WHAT IS EXPECTED: Please copy the data below word for word, from the line with "Pinpoint tall tree" up to and including the line with "118, 306, 153]]".

PROVIDED RECORDS:
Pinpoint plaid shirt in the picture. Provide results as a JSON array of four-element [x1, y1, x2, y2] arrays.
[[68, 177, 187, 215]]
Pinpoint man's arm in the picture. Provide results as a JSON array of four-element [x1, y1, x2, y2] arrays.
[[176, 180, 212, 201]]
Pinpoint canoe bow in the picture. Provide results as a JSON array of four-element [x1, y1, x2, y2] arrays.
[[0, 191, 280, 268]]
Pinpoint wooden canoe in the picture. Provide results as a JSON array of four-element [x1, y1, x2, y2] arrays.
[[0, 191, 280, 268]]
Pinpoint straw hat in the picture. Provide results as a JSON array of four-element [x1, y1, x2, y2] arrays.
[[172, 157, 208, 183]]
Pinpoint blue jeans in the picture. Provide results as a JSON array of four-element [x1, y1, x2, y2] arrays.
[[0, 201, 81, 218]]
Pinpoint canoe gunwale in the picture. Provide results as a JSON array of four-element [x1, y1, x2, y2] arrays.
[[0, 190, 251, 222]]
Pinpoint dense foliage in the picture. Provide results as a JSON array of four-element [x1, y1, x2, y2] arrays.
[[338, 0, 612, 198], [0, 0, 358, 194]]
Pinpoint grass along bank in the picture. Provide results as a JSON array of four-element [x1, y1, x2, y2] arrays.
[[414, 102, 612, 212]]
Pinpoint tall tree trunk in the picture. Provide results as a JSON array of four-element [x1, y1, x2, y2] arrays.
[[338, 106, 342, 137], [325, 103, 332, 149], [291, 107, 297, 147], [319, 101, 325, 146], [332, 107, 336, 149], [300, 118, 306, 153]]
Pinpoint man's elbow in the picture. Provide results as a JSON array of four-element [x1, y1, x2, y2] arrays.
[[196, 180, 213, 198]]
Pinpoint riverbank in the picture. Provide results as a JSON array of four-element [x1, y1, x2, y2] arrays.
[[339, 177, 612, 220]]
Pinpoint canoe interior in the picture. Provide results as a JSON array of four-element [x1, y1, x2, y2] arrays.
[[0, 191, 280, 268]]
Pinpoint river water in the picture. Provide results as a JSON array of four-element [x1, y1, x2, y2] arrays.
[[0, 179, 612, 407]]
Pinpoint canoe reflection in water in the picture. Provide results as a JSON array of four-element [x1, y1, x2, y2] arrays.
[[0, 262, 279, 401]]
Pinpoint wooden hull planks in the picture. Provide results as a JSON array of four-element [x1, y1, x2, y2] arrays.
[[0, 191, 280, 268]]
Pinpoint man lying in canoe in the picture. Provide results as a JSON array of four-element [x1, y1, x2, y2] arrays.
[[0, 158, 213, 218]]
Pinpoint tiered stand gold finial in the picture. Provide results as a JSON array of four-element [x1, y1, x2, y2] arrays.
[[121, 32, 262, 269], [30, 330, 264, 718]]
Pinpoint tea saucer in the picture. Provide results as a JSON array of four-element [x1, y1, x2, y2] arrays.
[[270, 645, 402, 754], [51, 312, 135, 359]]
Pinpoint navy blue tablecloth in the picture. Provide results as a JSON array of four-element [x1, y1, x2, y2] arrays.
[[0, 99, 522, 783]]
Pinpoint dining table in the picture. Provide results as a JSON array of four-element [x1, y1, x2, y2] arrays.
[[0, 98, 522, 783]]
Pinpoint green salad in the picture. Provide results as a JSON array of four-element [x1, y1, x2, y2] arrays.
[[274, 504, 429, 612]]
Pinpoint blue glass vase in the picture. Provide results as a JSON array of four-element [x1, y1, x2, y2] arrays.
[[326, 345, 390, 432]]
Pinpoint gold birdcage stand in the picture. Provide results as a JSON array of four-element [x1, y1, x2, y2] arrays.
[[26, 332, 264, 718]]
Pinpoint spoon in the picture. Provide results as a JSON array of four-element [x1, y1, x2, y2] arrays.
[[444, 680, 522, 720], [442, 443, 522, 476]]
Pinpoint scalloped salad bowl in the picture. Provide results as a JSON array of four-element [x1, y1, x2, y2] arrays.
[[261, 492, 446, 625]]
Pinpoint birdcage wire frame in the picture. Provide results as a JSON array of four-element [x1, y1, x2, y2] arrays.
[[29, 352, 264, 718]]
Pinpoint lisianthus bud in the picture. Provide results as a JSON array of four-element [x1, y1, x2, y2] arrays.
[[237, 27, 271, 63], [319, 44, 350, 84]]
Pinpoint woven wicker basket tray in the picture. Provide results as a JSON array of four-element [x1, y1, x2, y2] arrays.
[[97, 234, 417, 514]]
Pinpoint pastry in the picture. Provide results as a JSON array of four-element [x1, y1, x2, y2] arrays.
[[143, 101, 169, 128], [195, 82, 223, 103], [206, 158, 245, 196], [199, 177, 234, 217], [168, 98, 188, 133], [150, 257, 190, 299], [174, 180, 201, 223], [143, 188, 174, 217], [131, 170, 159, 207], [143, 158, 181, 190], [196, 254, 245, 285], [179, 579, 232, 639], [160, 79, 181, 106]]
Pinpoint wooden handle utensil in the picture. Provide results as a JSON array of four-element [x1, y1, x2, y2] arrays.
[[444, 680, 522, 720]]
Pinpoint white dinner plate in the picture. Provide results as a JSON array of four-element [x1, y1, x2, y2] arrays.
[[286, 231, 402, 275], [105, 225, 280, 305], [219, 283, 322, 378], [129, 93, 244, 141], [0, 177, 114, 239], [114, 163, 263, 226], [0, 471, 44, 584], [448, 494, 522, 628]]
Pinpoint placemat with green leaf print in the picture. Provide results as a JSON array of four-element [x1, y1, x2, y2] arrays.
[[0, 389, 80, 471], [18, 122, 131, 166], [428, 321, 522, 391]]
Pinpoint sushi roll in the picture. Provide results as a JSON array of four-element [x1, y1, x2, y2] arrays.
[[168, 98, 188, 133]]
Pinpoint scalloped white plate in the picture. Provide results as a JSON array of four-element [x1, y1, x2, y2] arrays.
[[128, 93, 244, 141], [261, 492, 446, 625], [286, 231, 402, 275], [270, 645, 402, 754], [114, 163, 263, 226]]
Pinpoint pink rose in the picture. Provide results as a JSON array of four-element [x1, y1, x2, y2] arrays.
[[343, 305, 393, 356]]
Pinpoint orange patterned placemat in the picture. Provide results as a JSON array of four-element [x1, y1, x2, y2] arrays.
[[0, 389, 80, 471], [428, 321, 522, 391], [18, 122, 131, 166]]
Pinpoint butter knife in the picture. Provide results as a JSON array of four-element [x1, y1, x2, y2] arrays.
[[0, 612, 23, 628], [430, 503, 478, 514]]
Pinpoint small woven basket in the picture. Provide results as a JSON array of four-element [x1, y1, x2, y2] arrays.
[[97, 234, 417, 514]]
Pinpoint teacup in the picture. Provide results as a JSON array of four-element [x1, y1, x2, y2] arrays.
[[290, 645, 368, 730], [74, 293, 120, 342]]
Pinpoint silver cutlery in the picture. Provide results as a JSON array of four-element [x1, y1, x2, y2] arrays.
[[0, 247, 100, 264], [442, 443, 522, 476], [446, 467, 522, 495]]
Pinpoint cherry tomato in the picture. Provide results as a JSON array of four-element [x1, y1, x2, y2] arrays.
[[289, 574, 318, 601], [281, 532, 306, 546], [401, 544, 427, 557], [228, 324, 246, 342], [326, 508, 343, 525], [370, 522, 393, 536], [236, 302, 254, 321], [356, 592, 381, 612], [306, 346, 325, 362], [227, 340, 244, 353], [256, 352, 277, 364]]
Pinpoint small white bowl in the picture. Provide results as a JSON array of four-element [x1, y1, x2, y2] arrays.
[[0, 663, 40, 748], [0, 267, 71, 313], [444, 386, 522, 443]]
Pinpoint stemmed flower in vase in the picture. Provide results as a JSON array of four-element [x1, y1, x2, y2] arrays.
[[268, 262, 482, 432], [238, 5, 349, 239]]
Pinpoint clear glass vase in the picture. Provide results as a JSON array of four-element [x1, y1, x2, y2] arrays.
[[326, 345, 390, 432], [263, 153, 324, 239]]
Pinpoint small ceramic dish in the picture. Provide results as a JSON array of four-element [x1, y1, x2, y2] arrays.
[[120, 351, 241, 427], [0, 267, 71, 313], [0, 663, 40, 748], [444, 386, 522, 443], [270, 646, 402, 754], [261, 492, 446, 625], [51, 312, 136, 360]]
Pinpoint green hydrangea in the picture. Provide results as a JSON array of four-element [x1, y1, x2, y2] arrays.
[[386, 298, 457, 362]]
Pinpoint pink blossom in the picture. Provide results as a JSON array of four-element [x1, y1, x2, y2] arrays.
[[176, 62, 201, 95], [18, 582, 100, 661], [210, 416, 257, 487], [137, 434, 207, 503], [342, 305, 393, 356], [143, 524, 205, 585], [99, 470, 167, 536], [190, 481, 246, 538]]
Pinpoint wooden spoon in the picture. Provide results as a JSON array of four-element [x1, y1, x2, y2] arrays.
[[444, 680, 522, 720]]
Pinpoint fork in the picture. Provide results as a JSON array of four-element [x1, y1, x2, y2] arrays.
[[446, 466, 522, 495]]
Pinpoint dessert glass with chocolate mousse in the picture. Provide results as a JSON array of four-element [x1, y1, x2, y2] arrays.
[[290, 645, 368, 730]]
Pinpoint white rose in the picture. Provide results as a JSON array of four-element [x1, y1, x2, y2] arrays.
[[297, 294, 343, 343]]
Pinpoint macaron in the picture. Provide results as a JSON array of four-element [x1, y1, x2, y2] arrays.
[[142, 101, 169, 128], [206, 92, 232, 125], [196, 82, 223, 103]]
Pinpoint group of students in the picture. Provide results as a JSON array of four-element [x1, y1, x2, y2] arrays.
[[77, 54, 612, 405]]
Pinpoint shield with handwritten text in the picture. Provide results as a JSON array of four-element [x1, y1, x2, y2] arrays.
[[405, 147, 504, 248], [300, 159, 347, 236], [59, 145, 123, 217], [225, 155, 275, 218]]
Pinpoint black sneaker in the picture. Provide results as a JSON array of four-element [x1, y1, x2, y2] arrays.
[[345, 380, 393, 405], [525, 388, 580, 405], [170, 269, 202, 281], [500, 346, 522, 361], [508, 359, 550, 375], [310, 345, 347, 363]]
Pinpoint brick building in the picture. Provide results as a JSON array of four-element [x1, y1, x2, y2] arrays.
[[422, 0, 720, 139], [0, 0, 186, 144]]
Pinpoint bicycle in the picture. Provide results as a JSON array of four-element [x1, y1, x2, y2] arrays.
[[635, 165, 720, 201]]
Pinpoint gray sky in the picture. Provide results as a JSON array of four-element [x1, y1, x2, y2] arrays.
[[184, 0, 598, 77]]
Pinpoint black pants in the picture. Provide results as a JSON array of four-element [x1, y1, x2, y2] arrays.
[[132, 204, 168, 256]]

ANSWER TO THIS TASK:
Pinpoint tall tree trunk in the picture. Provide results as a JSON array of four-element [x1, y1, x2, y2] arrays.
[[338, 106, 342, 137], [325, 103, 332, 149], [291, 107, 297, 147], [319, 101, 325, 146], [332, 107, 336, 149], [300, 118, 306, 153]]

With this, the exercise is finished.